EXERCISE 1
In the printer tracking discussion, what was the last puzzle in the DEFCON network forensics contest?
EXERCISE 2
Copy everything from "Always wondered if" down to "an intended point." in the printer tracking discussion, renaming "FFT scheme" to "frequency analysis".
EXERCISE 3
Write what comes next in the printer tracking discussion, following its last comment.

SOURCE DOCUMENT
━━━

I started the network forensics security contest at DEFCON (separate from the wall of sheep contest that I believe is still running) and one of my favorite challenges was recovering printer traffic. The contest was a race to see who could finish X number of challenges first with each round getting harder. The last puzzle was a TCP dump of MiTM’d printer traffic. I intended for them to carve out the document data and feed it into Gutenprint, but in the name of speed they speed over to Fry’s, shoved a piece of promo paper into a printer and powered it on, then replayed the TCP traffic to the printer. Probably one of my favorite solutions. About an hour later they also did it via Gutenprint just to show they could.


https://www.instructables.com/id/Yellow-Dots-of-Mystery-Is-Y...

"Most color laser printers and color copiers are designed to print invisible tracking codes across every single printed page of their output. These codes reveal which machine produced a document and, in some cases, when the document was printed or copied."

FYI

Edit:

List of Printers Which Do or Do Not Display Tracking Dots https://www.eff.org/pages/list-printers-which-do-or-do-not-d...

I'm going to have a close look at my monochrome laser printer output, just in case.


This is exactly how they were able to figure out the NSA’s Reality Winner leaked sensitive data.

https://arstechnica.com/information-technology/2017/06/how-a...


Always wondered if this was defeated by ensuring the entire page uses maximum yellow color edge-to-edge with 0 margin.

The background wouold have to be full saturation yellow, and your text would have to be full saturation green or orange to ensure yellow is printed where text or monochrome images is printed (unless it's impossible to detect yellow dots mixed with black ink).


Not good enough. It might print a pattern of white pixels too. You need a yellow random-halftoned background. I would not be surprised to learn that this also is defeated by some kind of FFT scheme used just for such images. There is plenty of room for code of practically unlimited sophistication.

Got to figure anything you print is compromised, which might be an intended point.


Monochrome laser output will also be fingerprinted by the uneven toner pattern from wear on the drum and the toner transfer roller.

━━━

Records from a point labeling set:

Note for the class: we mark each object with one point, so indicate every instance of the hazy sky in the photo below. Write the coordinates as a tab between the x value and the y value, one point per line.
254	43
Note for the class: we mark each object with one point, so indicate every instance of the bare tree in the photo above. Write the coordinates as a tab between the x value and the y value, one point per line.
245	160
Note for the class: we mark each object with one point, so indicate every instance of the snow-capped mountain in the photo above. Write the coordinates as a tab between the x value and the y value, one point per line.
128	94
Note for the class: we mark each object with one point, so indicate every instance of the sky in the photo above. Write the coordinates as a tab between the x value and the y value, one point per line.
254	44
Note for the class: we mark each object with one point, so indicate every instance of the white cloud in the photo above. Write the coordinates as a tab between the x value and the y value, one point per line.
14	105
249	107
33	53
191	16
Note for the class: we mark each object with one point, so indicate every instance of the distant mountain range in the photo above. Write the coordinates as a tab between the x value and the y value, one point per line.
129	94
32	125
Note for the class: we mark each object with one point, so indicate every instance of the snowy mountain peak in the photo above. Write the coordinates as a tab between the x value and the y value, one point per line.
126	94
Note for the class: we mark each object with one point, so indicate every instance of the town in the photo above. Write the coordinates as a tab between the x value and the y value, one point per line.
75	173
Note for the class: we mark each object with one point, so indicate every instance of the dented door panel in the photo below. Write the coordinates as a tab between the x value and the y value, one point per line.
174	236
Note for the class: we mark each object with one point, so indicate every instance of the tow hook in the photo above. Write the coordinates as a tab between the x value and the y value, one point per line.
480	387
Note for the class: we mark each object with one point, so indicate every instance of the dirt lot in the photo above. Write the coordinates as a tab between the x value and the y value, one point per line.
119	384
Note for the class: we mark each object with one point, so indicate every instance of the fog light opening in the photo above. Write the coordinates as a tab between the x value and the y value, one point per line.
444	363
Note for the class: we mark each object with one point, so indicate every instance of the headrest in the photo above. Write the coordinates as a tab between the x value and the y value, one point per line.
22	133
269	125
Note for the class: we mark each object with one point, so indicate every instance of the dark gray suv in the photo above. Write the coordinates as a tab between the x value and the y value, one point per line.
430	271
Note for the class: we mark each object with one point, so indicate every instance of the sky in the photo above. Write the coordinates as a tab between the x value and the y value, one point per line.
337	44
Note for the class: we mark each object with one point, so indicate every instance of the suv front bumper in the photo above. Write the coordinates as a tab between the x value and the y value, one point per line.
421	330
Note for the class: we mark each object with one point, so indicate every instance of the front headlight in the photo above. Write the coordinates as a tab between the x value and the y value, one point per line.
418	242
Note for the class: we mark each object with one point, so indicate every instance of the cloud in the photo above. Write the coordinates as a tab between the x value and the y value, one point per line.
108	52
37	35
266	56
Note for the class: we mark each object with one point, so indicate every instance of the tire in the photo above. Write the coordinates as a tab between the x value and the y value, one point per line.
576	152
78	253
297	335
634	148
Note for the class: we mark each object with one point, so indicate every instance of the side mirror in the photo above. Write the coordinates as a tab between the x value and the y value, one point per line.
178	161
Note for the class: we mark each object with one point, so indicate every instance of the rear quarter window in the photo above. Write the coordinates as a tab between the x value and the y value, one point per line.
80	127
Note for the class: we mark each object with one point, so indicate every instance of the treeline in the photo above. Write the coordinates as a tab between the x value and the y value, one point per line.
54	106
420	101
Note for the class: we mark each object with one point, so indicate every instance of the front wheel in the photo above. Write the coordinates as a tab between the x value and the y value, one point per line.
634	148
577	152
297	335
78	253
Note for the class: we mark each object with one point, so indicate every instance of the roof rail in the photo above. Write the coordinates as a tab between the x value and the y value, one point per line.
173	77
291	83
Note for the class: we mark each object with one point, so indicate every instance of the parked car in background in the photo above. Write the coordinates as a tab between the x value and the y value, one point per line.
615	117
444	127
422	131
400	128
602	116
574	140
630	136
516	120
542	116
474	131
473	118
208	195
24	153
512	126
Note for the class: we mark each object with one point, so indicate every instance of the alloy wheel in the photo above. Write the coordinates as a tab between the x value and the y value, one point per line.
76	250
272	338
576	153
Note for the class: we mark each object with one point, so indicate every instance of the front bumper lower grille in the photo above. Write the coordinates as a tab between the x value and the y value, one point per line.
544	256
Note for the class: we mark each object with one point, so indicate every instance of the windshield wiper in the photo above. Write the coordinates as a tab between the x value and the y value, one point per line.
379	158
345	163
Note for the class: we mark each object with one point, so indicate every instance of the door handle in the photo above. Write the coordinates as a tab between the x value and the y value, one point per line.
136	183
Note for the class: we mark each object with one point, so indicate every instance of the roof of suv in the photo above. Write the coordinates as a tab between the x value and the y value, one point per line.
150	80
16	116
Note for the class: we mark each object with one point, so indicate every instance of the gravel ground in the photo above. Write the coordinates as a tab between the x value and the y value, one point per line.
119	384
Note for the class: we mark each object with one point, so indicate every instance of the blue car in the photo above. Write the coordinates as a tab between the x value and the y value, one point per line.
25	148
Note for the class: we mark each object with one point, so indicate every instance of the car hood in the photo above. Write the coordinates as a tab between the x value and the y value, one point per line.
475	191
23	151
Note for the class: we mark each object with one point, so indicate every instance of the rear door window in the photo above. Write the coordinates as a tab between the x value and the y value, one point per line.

━━━

FINAL RESULT 1
A TCP dump of MiTM'd printer traffic.

FINAL RESULT 2
Always wondered if this was defeated by ensuring the entire page uses maximum yellow color edge-to-edge with 0 margin.

The background wouold have to be full saturation yellow, and your text would have to be full saturation green or orange to ensure yellow is printed where text or monochrome images is printed (unless it's impossible to detect yellow dots mixed with black ink).


Not good enough. It might print a pattern of white pixels too. You need a yellow random-halftoned background. I would not be surprised to learn that this also is defeated by some kind of frequency analysis used just for such images. There is plenty of room for code of practically unlimited sophistication.

Got to figure anything you print is compromised, which might be an intended point.

FINAL RESULT 3
I've heard this (well, about the drum, but the transfer roller?) but it's incidental and can be changed by changing the drum, and is not an intentional tracking device that encodes date of printing, device ID etc. such that some DB can be used to track it.


Transfer roller, of course. Note how print quality degrades as you get towards the bottom of a toner cartridge on a cheap printer, the consistent pattern of print artifacts.

>changed by changing the drum

Sure, it depends on the threat model. If you're producing many documents some time apart, replacing drums and cartridges could be a purchase signal in of itself. If you're doing something very risky, like publishing nuclear weapon plans, ISIS recruitment flyers, or Clinton foundation invoices, then leaking just a few bits of identifying information could be life-ending. Cf https://www.gwern.net/Death-Note-Anonymity


> This drawing is from patent 3,855,983, issued to Zopppoth[sic] in 1967 for a miniature surveillance camera.

Trying to look up that patent number[1] finds something completely unrelated: A magnetic sensor device in the ignition system for an internal combustion engine, awarded to Robert J. Valek at Motorola, Inc. Even a search of the inventor's last name[2] finds nothing by the last name of Zoppoth or Zopppoth (with 3 p's as shown in the caption).

I'm guessing that either there was a typo in the article, or that the Xerox patent was never issued and the number was reused by someone else (can that happen?), or that secret U.S. patents have a different numbering system that duplicates real U.S. patent numbers.

[1] http://patft.uspto.gov/netacgi/nph-Parser?Sect1=PTO1&Sect2=H...

[2] http://patft.uspto.gov/netacgi/nph-Parser?Sect1=PTO2&Sect2=H...


The article calls it a “secret patent,” so I wouldn’t be surprised if they got the number wrong—assuming there even is a number.


I worked at Xerox for over 20 years and never heard this story. Not surprising, though, there were lots of little groups working on things they never spoke of.


I also worked at Xerox. They were good at keeping their employees in the dark. Xerox believed in keeping as much information secret as possible, even from customers who needed (and were entitled to) technical information about the equipment they leased at exorbitant cost, like the 9700 laser printer (120 pages/min, two-sided in 1979).

They did such a great job of focusing on copiers, that they blew their lead in the major technologies of the century: GUI, mouse, laser printing, LAN.

Every new hire gets a copy of "The billions nobody wanted", the story of Chester Carlson, his invention of xerography, and how many companies turned him down. It's ironic that they repeated the same mistakes.


If printer security interests you or you want to do some testing on your own devices. Check out PRET[0].

[0]Printer Exploitation Toolkit - The tool that made dumpster diving obsolete. https://github.com/RUB-NDS/PRET http://hacking-printers.net/wiki/index.php/Printer_Security_...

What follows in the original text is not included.